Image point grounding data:
-------

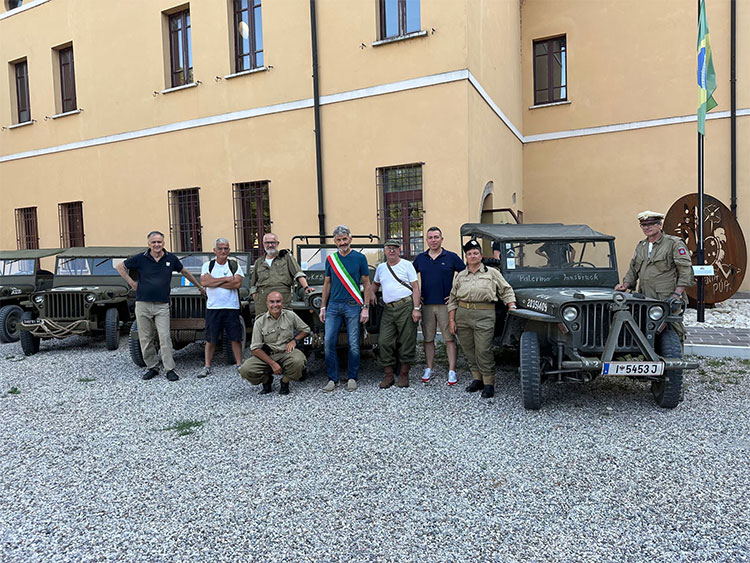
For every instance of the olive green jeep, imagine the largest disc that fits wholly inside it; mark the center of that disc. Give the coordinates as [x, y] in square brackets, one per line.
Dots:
[20, 275]
[570, 324]
[87, 296]
[187, 306]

-------

*Work instructions*:
Set all of the records down once more, letter for letter, with the images removed.

*Solved problem*:
For every instance of the olive green jeep, imagine the largest disc that fits wholly inside it; mark the center of that disc. Give the coordinates as [x, y] in square brackets, one per line.
Dots:
[20, 275]
[570, 324]
[87, 296]
[187, 306]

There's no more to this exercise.